◆ **Aim of the exercise**
Retype each record below word for word, pictures excluded.

Collected data entries
——

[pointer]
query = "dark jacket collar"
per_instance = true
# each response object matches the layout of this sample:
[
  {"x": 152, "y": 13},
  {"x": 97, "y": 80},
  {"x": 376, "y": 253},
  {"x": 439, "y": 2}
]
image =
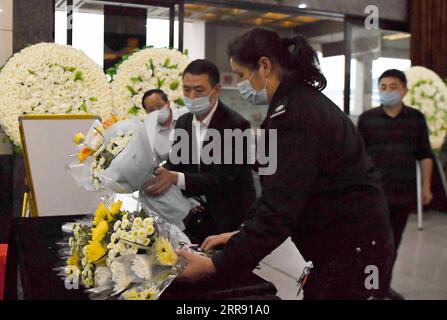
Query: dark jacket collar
[
  {"x": 218, "y": 116},
  {"x": 403, "y": 112}
]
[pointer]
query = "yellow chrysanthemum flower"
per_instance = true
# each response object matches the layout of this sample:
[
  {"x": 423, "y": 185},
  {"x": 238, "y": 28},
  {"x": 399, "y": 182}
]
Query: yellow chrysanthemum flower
[
  {"x": 100, "y": 214},
  {"x": 79, "y": 138},
  {"x": 149, "y": 294},
  {"x": 73, "y": 260},
  {"x": 114, "y": 210},
  {"x": 164, "y": 252},
  {"x": 84, "y": 154},
  {"x": 150, "y": 230},
  {"x": 100, "y": 231},
  {"x": 95, "y": 251}
]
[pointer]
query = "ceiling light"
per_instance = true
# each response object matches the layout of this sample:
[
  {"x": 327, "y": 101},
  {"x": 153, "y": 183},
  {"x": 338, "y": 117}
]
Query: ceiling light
[{"x": 396, "y": 36}]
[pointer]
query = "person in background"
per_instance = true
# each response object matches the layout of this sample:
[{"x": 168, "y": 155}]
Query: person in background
[
  {"x": 225, "y": 191},
  {"x": 325, "y": 194},
  {"x": 396, "y": 136},
  {"x": 160, "y": 122}
]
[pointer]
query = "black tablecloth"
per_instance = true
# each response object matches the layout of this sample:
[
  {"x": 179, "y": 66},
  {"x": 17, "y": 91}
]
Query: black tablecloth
[{"x": 33, "y": 253}]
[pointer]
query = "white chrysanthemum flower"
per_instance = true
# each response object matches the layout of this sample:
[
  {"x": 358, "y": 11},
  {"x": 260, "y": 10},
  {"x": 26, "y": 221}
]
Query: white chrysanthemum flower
[
  {"x": 142, "y": 266},
  {"x": 148, "y": 69},
  {"x": 428, "y": 93},
  {"x": 51, "y": 78},
  {"x": 103, "y": 277}
]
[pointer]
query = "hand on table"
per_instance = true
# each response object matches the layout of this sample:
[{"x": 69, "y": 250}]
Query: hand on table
[
  {"x": 199, "y": 267},
  {"x": 213, "y": 241}
]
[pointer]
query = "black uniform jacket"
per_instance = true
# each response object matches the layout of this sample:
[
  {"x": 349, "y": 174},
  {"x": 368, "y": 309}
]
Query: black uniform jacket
[{"x": 325, "y": 194}]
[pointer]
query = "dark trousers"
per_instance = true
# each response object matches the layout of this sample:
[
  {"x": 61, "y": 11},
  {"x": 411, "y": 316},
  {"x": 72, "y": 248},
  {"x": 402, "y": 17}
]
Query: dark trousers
[
  {"x": 398, "y": 218},
  {"x": 342, "y": 281}
]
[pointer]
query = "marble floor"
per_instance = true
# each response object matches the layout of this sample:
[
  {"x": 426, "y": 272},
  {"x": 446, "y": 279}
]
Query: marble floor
[{"x": 420, "y": 272}]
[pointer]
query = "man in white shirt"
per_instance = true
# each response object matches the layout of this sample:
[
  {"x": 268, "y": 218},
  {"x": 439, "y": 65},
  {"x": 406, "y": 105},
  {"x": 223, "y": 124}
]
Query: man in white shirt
[
  {"x": 160, "y": 122},
  {"x": 226, "y": 191}
]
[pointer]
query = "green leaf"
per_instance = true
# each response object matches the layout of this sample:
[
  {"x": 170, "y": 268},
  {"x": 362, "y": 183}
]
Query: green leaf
[
  {"x": 131, "y": 90},
  {"x": 160, "y": 82},
  {"x": 174, "y": 85},
  {"x": 79, "y": 76},
  {"x": 134, "y": 110},
  {"x": 84, "y": 106},
  {"x": 180, "y": 102},
  {"x": 136, "y": 79}
]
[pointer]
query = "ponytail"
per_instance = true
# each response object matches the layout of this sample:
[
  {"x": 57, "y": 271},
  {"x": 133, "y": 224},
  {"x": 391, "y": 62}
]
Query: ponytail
[
  {"x": 293, "y": 54},
  {"x": 304, "y": 61}
]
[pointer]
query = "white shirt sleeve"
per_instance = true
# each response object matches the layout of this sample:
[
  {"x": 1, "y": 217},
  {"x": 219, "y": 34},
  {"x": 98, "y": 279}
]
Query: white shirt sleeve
[{"x": 181, "y": 181}]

——

◆ **Result**
[pointer]
query = "dark jacket collar"
per_instance = true
# each response object matches the layout of this sample:
[
  {"x": 152, "y": 13},
  {"x": 97, "y": 80},
  {"x": 376, "y": 253},
  {"x": 439, "y": 2}
]
image =
Query: dark jacket collar
[
  {"x": 218, "y": 116},
  {"x": 403, "y": 112}
]
[pointer]
query = "yellow chrysanthemum flower"
per_instance = true
# each response object matches the layout of this sample:
[
  {"x": 423, "y": 185},
  {"x": 238, "y": 28},
  {"x": 399, "y": 182}
]
Query: yellow chrysanthemum flower
[
  {"x": 100, "y": 214},
  {"x": 79, "y": 138},
  {"x": 149, "y": 294},
  {"x": 73, "y": 260},
  {"x": 114, "y": 210},
  {"x": 164, "y": 252},
  {"x": 84, "y": 154},
  {"x": 150, "y": 230},
  {"x": 100, "y": 231},
  {"x": 95, "y": 251}
]
[pointer]
query = "ceiling light"
per_instance = true
# each response object matches the layout of this sample:
[
  {"x": 327, "y": 101},
  {"x": 153, "y": 183},
  {"x": 338, "y": 117}
]
Query: ceiling light
[{"x": 396, "y": 36}]
[pointer]
query = "person in background"
per_instance = true
# each response object matches the layout of this sample:
[{"x": 168, "y": 155}]
Query: person in background
[
  {"x": 225, "y": 191},
  {"x": 325, "y": 194},
  {"x": 396, "y": 136},
  {"x": 160, "y": 122}
]
[pointer]
query = "black tablecloth"
per_instance = true
# each response object matches the layout of this sample:
[
  {"x": 179, "y": 66},
  {"x": 17, "y": 91}
]
Query: black tablecloth
[{"x": 33, "y": 253}]
[pointer]
query = "white chrysanthemum flower"
per_instance = true
# each response object matches the layout of this sample:
[
  {"x": 358, "y": 11},
  {"x": 260, "y": 10},
  {"x": 26, "y": 221}
]
Query: white chrysanthemum flower
[
  {"x": 142, "y": 266},
  {"x": 148, "y": 69},
  {"x": 428, "y": 93},
  {"x": 51, "y": 78},
  {"x": 103, "y": 277}
]
[pointer]
query = "hand on table"
per_instance = true
# each response object matches the layout of this sample:
[{"x": 69, "y": 250}]
Query: hand on table
[
  {"x": 199, "y": 267},
  {"x": 213, "y": 241}
]
[pointer]
query = "black uniform jacket"
per_instance = true
# each response object matches the layout of this sample:
[
  {"x": 349, "y": 174},
  {"x": 368, "y": 309}
]
Query: black uniform jacket
[{"x": 325, "y": 194}]
[pointer]
query = "dark trousers"
per_instance = true
# each response object matches the layout of this sample:
[
  {"x": 61, "y": 11},
  {"x": 411, "y": 316},
  {"x": 72, "y": 248},
  {"x": 402, "y": 17}
]
Query: dark trousers
[
  {"x": 398, "y": 218},
  {"x": 342, "y": 281}
]
[pointer]
query = "marble floor"
per_instance = true
# each response object matches the layout of this sample:
[
  {"x": 426, "y": 272},
  {"x": 446, "y": 279}
]
Query: marble floor
[{"x": 420, "y": 272}]
[pointer]
query = "man in white shirt"
per_instance = true
# each response object matches the layout of this sample:
[
  {"x": 268, "y": 218},
  {"x": 439, "y": 65},
  {"x": 406, "y": 105},
  {"x": 223, "y": 124}
]
Query: man in white shirt
[
  {"x": 160, "y": 122},
  {"x": 226, "y": 191}
]
[pointer]
query = "green leaf"
per_instance = true
# each response object matches the layout of this sample:
[
  {"x": 170, "y": 268},
  {"x": 362, "y": 183}
]
Query: green leaf
[
  {"x": 131, "y": 90},
  {"x": 160, "y": 82},
  {"x": 174, "y": 85},
  {"x": 79, "y": 76},
  {"x": 134, "y": 110},
  {"x": 84, "y": 106},
  {"x": 180, "y": 102},
  {"x": 136, "y": 79}
]
[pointer]
query = "ponytail"
per_instance = true
# each response object matches the layout of this sample:
[
  {"x": 57, "y": 271},
  {"x": 133, "y": 224},
  {"x": 391, "y": 62}
]
Query: ponytail
[
  {"x": 293, "y": 54},
  {"x": 304, "y": 61}
]
[pointer]
query = "white shirt sleeve"
per_instance = true
# each response object matches the layout of this sample:
[
  {"x": 1, "y": 217},
  {"x": 219, "y": 34},
  {"x": 98, "y": 279}
]
Query: white shirt sleeve
[{"x": 181, "y": 181}]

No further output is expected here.